> [STATED GOAL]: Beginning at the line containing "target: dark sky" and continuing to the end of the records below, give each line again exactly as it stands, and only those lines.
━━━━━━━━━━━━━━━━━━━━━━━━━━━━━━
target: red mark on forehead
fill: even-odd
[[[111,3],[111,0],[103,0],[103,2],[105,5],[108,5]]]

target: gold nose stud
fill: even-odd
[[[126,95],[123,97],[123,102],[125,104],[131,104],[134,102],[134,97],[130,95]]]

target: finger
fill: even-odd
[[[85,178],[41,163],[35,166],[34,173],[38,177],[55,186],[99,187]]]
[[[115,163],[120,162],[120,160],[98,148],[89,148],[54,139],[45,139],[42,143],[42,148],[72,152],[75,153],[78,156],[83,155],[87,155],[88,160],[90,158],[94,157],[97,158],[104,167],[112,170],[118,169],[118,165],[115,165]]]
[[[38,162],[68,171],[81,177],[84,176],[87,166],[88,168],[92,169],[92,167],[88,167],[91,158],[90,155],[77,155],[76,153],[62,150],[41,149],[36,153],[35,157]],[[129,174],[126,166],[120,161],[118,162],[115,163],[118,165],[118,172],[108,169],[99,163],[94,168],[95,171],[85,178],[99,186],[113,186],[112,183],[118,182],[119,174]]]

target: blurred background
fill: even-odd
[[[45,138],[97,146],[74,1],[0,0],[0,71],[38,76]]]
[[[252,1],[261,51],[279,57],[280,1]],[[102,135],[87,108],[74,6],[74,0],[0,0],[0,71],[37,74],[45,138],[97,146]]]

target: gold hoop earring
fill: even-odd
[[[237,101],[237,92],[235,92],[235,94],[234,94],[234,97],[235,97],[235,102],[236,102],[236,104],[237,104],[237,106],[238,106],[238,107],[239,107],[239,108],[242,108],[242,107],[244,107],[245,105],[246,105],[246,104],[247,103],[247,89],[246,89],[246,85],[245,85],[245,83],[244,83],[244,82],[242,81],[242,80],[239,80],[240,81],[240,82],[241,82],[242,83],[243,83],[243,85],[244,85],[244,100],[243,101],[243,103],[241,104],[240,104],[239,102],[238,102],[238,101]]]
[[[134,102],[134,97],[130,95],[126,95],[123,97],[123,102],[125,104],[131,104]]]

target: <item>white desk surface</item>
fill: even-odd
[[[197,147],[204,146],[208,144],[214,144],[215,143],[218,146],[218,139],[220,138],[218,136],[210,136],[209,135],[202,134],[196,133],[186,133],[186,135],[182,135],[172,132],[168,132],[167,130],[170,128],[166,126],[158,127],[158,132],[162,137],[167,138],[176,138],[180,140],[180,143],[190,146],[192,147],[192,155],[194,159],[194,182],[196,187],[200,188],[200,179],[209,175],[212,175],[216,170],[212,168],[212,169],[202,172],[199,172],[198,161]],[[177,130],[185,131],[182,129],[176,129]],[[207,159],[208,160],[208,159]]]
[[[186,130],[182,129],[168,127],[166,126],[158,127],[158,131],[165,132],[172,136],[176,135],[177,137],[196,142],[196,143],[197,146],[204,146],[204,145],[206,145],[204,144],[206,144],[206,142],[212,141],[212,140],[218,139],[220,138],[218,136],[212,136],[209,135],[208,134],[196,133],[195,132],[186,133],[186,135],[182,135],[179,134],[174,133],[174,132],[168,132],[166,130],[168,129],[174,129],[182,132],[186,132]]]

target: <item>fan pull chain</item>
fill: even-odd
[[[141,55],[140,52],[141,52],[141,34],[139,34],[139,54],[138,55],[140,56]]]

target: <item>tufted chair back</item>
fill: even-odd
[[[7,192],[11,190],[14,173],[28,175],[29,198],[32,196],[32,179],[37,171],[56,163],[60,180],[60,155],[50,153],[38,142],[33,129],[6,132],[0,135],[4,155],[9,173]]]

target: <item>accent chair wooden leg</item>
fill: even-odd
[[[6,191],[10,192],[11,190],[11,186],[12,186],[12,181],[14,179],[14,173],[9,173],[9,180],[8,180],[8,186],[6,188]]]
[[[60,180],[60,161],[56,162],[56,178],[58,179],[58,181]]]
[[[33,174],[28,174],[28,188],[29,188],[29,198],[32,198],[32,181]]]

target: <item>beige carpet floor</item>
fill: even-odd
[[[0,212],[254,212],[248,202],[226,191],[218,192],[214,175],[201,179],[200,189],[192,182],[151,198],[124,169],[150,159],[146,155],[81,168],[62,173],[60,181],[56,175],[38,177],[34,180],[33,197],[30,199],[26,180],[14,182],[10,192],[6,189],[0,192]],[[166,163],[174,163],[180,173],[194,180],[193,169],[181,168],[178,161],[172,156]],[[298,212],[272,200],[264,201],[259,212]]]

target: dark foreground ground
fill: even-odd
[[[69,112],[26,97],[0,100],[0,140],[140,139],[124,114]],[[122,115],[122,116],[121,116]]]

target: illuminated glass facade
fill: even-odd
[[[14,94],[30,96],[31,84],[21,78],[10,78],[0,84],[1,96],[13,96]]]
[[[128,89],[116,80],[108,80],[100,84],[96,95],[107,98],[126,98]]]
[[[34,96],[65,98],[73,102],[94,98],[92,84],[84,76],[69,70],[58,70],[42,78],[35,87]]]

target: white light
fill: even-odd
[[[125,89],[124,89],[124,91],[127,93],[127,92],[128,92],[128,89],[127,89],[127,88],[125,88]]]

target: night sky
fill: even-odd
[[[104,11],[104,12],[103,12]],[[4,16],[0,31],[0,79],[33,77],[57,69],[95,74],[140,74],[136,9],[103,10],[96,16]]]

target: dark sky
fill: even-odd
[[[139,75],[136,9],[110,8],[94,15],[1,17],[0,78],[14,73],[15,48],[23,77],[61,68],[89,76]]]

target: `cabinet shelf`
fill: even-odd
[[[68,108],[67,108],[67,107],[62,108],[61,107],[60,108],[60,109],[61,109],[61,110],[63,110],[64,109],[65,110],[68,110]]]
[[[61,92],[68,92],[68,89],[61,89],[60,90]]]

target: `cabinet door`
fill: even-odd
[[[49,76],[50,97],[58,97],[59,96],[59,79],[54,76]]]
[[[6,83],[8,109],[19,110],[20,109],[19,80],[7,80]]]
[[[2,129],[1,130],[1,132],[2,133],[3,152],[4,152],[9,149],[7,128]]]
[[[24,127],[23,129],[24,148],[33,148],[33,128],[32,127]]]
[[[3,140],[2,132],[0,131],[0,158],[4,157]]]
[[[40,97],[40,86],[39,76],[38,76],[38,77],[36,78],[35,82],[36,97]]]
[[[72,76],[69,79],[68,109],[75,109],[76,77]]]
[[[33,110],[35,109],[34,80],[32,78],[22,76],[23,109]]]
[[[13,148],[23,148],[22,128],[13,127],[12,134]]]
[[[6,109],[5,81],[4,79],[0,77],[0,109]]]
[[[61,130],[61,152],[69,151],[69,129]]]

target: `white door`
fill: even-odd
━━━━━━━━━━━━━━━━━━━━━━━━━━━━━━
> [IN RESPONSE]:
target: dark sky
fill: even-odd
[[[139,75],[136,9],[110,8],[94,15],[1,17],[0,78],[14,73],[15,48],[23,77],[61,68],[89,76]]]

target: `cabinet shelf`
fill: even-odd
[[[68,108],[67,108],[67,107],[62,108],[61,107],[60,108],[60,109],[61,109],[61,110],[63,110],[64,109],[65,110],[68,110]]]
[[[61,92],[68,92],[68,89],[61,89],[60,90]]]

target: `cabinet door`
fill: even-odd
[[[49,76],[50,97],[58,97],[59,96],[59,79],[54,76]]]
[[[6,83],[8,109],[19,110],[20,109],[19,80],[7,80]]]
[[[2,129],[1,130],[1,132],[2,133],[3,152],[4,152],[9,149],[7,128]]]
[[[24,127],[23,129],[24,148],[33,148],[33,128],[32,127]]]
[[[3,140],[2,132],[0,131],[0,158],[4,157]]]
[[[40,97],[40,86],[39,76],[38,76],[38,77],[36,78],[35,82],[36,97]]]
[[[72,76],[69,79],[68,109],[75,109],[76,77]]]
[[[33,110],[35,109],[34,80],[32,78],[22,76],[23,109]]]
[[[13,148],[23,148],[22,128],[13,127],[12,134]]]
[[[6,109],[5,81],[4,79],[0,77],[0,109]]]
[[[61,130],[61,152],[69,151],[69,129]]]

target: `white door`
fill: even-odd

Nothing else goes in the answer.